▶ Extrait du document

Bien évidemment, l’école ne doit pas être seulement le lieu ou l’on s’instruit, mais aussi celui ou l’on apprend la citoyenneté, la solidarité, les valeurs de notre république laïque… (lien) mais est-ce que ce sera de nature à changer la donne dans les meilleurs délais ?
Était-ce prémonitoire ce projet porté par Najat Vallaud Belkacem qui, fin novembre 2014, évoquait la lutte contre les inégalités scolaires ? Projet qui en suivait d’autres, mais qui n’ont jamais étés vraiment appliqués. lien
Quelles décisions sérieuses ont été prises pour lutter contre la discrimination qui frappe les jeunes, et les moins jeunes, de nos banlieues, où l’on sait que ces derniers, harcelés par les forces de police, pour délit de facies, par des contrôles incessants, alors qu’ils ont, pour beaucoup, écourtés leurs études, laissés à eux-mêmes, sans espoir d’un emploi pérenne et plongeant pour nombre d’entre eux dans la délinquance, le trafic de drogue, voire le trafic d’arme ?

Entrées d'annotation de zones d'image
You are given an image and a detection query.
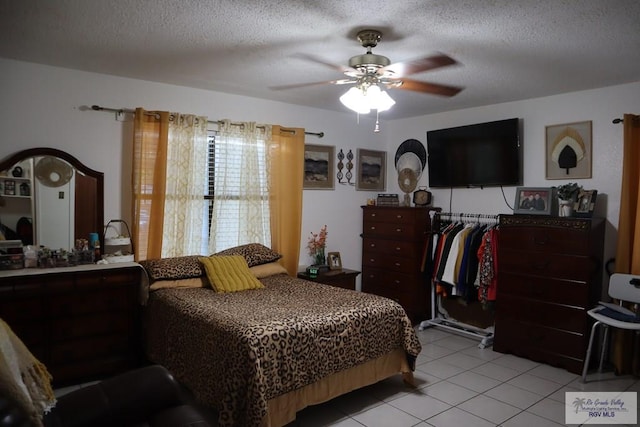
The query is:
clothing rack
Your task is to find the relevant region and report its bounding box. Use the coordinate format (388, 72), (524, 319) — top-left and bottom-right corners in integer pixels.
(91, 105), (324, 138)
(418, 212), (500, 349)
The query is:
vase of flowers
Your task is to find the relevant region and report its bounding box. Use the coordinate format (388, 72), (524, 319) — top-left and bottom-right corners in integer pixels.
(307, 225), (328, 265)
(557, 182), (582, 216)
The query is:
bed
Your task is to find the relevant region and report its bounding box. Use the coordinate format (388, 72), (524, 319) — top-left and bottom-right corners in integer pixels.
(141, 250), (421, 427)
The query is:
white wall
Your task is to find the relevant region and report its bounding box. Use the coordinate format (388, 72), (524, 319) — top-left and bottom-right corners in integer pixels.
(0, 59), (640, 284)
(387, 82), (640, 270)
(0, 58), (386, 278)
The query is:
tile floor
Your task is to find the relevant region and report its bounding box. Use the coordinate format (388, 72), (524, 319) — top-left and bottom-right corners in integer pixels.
(287, 328), (640, 427)
(56, 328), (640, 427)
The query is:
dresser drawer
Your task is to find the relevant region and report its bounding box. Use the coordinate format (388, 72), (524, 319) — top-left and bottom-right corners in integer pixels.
(75, 268), (140, 288)
(51, 287), (135, 317)
(362, 221), (425, 240)
(0, 295), (46, 320)
(51, 313), (133, 341)
(362, 267), (428, 293)
(496, 294), (587, 335)
(362, 267), (428, 321)
(493, 313), (586, 374)
(362, 237), (422, 256)
(498, 226), (591, 255)
(51, 334), (133, 365)
(362, 251), (420, 273)
(363, 207), (429, 224)
(498, 266), (595, 308)
(498, 247), (599, 283)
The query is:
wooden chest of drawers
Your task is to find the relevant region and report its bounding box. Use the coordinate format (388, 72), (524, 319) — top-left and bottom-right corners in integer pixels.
(493, 215), (605, 374)
(0, 263), (142, 387)
(362, 206), (439, 322)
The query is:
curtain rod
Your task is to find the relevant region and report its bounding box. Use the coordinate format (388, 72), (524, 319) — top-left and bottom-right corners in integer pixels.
(91, 105), (324, 138)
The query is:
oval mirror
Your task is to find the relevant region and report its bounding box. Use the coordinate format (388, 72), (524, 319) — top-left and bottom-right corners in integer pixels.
(0, 147), (104, 250)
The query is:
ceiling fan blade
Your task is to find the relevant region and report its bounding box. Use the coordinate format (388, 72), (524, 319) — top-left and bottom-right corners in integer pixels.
(378, 54), (458, 77)
(394, 79), (463, 96)
(269, 79), (356, 90)
(293, 53), (358, 74)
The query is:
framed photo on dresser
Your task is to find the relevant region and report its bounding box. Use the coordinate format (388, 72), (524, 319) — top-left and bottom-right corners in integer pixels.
(513, 187), (555, 215)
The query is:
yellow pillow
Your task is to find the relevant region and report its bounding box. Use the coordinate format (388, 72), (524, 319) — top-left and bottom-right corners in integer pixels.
(200, 255), (264, 292)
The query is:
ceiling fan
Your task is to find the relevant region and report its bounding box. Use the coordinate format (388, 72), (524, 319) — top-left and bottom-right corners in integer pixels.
(272, 29), (462, 97)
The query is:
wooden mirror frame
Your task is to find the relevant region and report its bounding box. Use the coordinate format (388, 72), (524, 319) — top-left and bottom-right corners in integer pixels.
(0, 147), (104, 247)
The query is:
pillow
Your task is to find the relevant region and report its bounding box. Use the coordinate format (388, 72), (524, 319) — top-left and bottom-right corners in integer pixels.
(200, 255), (264, 292)
(249, 261), (287, 279)
(149, 276), (209, 291)
(213, 243), (282, 267)
(139, 255), (204, 282)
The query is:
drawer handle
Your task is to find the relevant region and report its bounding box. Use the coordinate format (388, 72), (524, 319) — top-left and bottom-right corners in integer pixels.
(533, 261), (549, 270)
(533, 236), (549, 245)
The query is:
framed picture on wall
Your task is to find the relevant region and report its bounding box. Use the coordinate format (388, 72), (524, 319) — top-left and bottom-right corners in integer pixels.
(356, 148), (387, 191)
(513, 187), (555, 215)
(303, 144), (335, 190)
(4, 179), (16, 196)
(546, 121), (592, 180)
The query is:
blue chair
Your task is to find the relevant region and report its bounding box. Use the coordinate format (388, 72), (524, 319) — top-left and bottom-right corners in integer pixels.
(582, 273), (640, 383)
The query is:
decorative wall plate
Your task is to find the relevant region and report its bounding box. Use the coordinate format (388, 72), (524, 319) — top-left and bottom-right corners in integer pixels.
(35, 156), (73, 187)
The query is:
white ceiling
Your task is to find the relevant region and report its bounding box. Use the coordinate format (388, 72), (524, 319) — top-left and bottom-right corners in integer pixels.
(0, 0), (640, 119)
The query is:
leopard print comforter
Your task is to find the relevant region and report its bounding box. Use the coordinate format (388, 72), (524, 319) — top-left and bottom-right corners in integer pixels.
(145, 274), (421, 427)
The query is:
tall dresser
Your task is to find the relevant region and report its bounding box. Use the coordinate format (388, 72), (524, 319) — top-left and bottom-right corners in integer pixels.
(362, 206), (440, 322)
(0, 263), (142, 387)
(493, 215), (605, 374)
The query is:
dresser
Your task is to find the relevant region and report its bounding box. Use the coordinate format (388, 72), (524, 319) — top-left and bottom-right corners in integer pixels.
(0, 263), (142, 387)
(362, 206), (440, 323)
(493, 215), (605, 374)
(298, 268), (360, 291)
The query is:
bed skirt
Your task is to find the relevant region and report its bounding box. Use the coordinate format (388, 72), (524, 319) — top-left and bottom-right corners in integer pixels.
(263, 349), (415, 427)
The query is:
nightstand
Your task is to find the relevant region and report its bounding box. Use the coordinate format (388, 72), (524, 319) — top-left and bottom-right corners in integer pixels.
(298, 268), (360, 290)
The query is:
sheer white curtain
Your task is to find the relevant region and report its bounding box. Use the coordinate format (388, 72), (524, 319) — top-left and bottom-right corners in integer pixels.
(162, 113), (207, 257)
(209, 120), (272, 253)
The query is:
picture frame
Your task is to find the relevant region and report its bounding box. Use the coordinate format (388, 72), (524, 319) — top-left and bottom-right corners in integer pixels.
(327, 252), (342, 270)
(356, 148), (387, 191)
(545, 120), (593, 180)
(513, 187), (557, 215)
(573, 190), (598, 218)
(302, 144), (336, 190)
(4, 179), (16, 196)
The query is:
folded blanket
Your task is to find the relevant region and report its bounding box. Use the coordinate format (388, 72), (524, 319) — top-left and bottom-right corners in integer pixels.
(0, 319), (56, 426)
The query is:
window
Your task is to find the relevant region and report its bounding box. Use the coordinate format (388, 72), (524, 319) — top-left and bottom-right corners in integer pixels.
(202, 131), (271, 253)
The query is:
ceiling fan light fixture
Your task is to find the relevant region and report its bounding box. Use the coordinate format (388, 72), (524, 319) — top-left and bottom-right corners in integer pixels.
(340, 84), (396, 114)
(340, 87), (371, 114)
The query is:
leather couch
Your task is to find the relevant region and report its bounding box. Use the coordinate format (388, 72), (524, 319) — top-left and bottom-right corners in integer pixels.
(0, 365), (216, 427)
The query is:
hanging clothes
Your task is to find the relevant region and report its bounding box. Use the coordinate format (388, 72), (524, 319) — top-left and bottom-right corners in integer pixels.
(432, 216), (497, 303)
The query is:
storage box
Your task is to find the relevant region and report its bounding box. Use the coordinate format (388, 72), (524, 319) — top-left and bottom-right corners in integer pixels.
(0, 254), (24, 270)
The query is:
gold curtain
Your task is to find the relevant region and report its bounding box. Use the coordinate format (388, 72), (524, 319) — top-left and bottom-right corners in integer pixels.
(269, 125), (304, 276)
(132, 108), (169, 261)
(612, 114), (640, 375)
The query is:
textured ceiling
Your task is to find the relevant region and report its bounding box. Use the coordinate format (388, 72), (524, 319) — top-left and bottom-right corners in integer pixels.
(0, 0), (640, 119)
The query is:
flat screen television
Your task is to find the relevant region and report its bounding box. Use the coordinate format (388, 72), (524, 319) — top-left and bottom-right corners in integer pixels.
(427, 118), (522, 188)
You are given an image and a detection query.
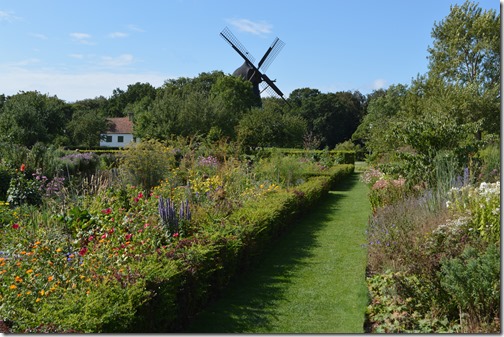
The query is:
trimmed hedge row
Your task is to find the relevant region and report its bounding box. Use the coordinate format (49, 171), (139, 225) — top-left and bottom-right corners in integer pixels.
(127, 164), (354, 332)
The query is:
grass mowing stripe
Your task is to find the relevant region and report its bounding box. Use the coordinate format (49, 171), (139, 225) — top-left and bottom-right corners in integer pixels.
(186, 174), (370, 333)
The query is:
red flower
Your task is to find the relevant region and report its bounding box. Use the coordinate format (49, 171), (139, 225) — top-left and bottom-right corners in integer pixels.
(79, 247), (87, 256)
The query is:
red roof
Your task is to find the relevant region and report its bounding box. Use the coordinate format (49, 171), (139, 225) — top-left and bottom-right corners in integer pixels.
(107, 117), (133, 133)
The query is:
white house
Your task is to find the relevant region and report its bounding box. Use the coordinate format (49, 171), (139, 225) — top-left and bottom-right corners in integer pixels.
(100, 117), (135, 147)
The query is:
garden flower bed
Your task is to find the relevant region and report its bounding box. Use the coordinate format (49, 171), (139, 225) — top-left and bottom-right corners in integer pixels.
(0, 140), (353, 332)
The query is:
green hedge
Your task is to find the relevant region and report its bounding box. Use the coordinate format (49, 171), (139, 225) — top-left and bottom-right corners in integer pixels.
(128, 165), (354, 332)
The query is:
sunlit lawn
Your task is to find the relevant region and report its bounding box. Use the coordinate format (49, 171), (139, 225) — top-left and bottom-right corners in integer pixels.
(188, 174), (370, 333)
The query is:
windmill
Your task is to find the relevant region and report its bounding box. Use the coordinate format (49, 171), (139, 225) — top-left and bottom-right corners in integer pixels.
(220, 27), (288, 104)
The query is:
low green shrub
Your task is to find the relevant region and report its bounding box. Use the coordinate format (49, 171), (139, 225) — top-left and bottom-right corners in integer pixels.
(440, 244), (501, 333)
(366, 271), (460, 333)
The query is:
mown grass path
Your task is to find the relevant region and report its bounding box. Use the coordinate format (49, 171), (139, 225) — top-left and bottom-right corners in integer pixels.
(186, 173), (370, 333)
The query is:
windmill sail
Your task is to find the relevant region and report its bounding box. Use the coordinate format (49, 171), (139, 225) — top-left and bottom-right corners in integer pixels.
(220, 27), (255, 65)
(257, 37), (285, 71)
(220, 27), (289, 104)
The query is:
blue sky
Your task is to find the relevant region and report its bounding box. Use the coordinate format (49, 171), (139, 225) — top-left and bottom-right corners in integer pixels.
(0, 0), (499, 102)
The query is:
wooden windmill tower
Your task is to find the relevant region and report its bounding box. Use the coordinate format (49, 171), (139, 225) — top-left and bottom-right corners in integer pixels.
(220, 27), (287, 102)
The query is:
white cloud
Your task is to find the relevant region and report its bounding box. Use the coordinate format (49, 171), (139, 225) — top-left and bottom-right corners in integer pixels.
(0, 11), (20, 22)
(30, 33), (48, 40)
(0, 65), (170, 102)
(70, 33), (93, 45)
(228, 19), (273, 35)
(101, 54), (134, 67)
(107, 32), (129, 39)
(371, 78), (387, 90)
(128, 25), (145, 33)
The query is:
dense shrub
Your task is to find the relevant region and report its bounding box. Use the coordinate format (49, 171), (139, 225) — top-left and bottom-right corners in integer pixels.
(0, 138), (353, 332)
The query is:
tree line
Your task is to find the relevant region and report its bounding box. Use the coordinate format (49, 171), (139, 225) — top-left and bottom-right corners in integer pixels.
(0, 1), (500, 164)
(0, 71), (365, 148)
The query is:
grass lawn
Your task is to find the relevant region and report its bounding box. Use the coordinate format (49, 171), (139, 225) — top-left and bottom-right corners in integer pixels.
(185, 173), (370, 333)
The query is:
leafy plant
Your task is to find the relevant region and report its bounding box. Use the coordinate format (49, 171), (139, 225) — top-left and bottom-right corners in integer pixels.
(440, 244), (500, 332)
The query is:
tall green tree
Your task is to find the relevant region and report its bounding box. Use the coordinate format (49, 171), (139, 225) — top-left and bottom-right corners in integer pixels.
(428, 1), (500, 139)
(106, 82), (156, 117)
(289, 88), (364, 148)
(428, 1), (500, 88)
(0, 91), (72, 147)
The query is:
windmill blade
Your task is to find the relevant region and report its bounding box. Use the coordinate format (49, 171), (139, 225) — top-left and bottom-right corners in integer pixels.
(220, 27), (255, 65)
(257, 37), (285, 71)
(261, 74), (290, 106)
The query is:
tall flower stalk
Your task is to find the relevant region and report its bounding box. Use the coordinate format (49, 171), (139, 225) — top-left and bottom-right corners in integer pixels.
(158, 196), (191, 237)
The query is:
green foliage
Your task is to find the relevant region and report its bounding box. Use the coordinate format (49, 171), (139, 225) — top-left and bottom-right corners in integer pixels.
(0, 91), (70, 146)
(119, 140), (174, 191)
(477, 144), (501, 183)
(440, 244), (501, 332)
(447, 181), (501, 243)
(67, 110), (107, 147)
(237, 104), (306, 147)
(254, 153), (304, 187)
(7, 170), (42, 206)
(366, 271), (460, 333)
(289, 88), (364, 148)
(428, 1), (500, 86)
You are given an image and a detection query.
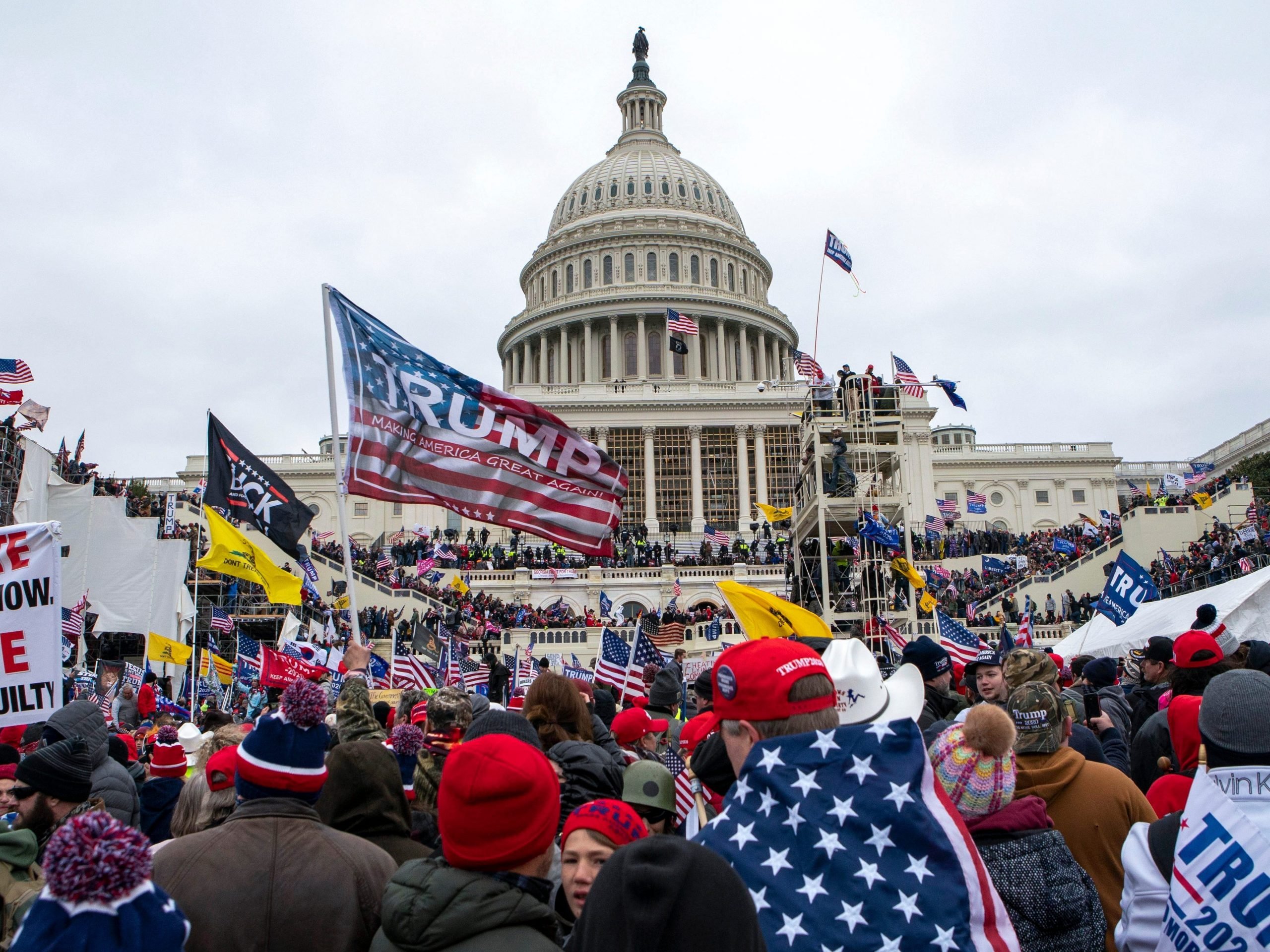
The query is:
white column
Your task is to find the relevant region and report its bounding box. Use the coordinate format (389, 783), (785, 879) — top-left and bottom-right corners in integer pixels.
(608, 316), (622, 379)
(755, 422), (767, 503)
(581, 317), (598, 383)
(689, 424), (706, 532)
(715, 317), (728, 379)
(644, 426), (658, 533)
(635, 315), (648, 379)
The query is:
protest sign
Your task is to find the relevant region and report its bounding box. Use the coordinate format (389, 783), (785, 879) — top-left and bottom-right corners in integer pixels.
(0, 522), (62, 727)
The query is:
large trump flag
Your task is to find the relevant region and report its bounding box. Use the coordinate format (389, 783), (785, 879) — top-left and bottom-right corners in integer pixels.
(326, 287), (628, 556)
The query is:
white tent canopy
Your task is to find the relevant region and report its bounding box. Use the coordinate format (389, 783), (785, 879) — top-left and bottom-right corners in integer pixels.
(1053, 569), (1270, 657)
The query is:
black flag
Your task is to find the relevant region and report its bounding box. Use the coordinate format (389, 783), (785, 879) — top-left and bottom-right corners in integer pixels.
(203, 414), (314, 558)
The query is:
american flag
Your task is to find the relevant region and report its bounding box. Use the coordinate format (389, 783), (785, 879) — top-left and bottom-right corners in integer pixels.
(706, 526), (732, 546)
(326, 288), (629, 556)
(695, 720), (1018, 952)
(935, 608), (988, 665)
(790, 349), (824, 381)
(665, 307), (697, 335)
(392, 641), (437, 691)
(0, 358), (36, 385)
(890, 354), (926, 397)
(662, 748), (696, 823)
(238, 632), (260, 678)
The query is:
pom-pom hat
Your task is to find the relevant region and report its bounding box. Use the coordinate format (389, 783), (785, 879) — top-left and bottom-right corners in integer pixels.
(234, 680), (329, 803)
(150, 725), (187, 777)
(11, 810), (189, 952)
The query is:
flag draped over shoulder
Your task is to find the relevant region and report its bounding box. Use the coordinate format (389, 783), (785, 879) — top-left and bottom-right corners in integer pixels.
(326, 288), (628, 556)
(198, 508), (304, 605)
(203, 414), (314, 558)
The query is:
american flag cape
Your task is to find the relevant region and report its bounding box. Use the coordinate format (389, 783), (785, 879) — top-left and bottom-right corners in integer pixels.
(935, 608), (988, 665)
(326, 287), (628, 556)
(694, 720), (1018, 952)
(890, 354), (926, 397)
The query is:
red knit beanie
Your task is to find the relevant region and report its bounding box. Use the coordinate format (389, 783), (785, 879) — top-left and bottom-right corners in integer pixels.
(560, 800), (648, 848)
(437, 734), (560, 872)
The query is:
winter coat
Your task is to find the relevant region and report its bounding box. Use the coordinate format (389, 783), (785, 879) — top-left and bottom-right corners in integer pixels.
(318, 740), (432, 866)
(154, 797), (397, 952)
(46, 701), (141, 827)
(1015, 746), (1156, 952)
(141, 777), (186, 843)
(368, 857), (559, 952)
(1098, 684), (1133, 737)
(965, 797), (1107, 952)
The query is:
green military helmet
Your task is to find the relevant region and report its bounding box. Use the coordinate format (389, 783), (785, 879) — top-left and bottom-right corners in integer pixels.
(622, 760), (674, 814)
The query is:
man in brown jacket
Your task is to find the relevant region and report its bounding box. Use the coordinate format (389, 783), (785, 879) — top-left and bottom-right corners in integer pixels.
(1006, 680), (1156, 952)
(154, 682), (397, 952)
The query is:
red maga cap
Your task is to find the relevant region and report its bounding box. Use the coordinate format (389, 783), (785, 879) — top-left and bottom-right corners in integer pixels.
(711, 639), (837, 721)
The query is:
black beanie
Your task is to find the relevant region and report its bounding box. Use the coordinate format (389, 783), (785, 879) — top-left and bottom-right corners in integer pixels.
(14, 737), (93, 803)
(569, 836), (767, 952)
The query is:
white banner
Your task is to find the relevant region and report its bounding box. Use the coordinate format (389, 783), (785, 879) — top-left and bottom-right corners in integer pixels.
(0, 522), (62, 727)
(1156, 767), (1270, 952)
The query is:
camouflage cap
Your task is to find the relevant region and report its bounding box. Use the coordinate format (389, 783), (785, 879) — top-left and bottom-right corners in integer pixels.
(1002, 648), (1058, 691)
(1006, 680), (1067, 754)
(428, 688), (472, 732)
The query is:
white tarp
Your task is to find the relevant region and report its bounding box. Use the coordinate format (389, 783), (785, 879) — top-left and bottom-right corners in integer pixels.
(1053, 569), (1270, 657)
(48, 482), (189, 641)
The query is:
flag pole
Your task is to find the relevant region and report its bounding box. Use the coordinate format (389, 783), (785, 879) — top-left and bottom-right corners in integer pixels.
(812, 242), (826, 360)
(321, 284), (362, 645)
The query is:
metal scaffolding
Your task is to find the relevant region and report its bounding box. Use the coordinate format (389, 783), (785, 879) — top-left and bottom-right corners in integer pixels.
(792, 377), (918, 654)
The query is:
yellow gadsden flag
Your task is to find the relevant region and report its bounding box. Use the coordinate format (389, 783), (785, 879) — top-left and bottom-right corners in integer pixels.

▶ À faire
Recopiez en entier, sans rien changer, le texte sur l'école et les inégalités dans les banlieues.

▶ Exercice terminé
Bien évidemment, l’école ne doit pas être seulement le lieu ou l’on s’instruit, mais aussi celui ou l’on apprend la citoyenneté, la solidarité, les valeurs de notre république laïque… (lien) mais est-ce que ce sera de nature à changer la donne dans les meilleurs délais ?
Était-ce prémonitoire ce projet porté par Najat Vallaud Belkacem qui, fin novembre 2014, évoquait la lutte contre les inégalités scolaires ? Projet qui en suivait d’autres, mais qui n’ont jamais étés vraiment appliqués. lien
Quelles décisions sérieuses ont été prises pour lutter contre la discrimination qui frappe les jeunes, et les moins jeunes, de nos banlieues, où l’on sait que ces derniers, harcelés par les forces de police, pour délit de facies, par des contrôles incessants, alors qu’ils ont, pour beaucoup, écourtés leurs études, laissés à eux-mêmes, sans espoir d’un emploi pérenne et plongeant pour nombre d’entre eux dans la délinquance, le trafic de drogue, voire le trafic d’arme ?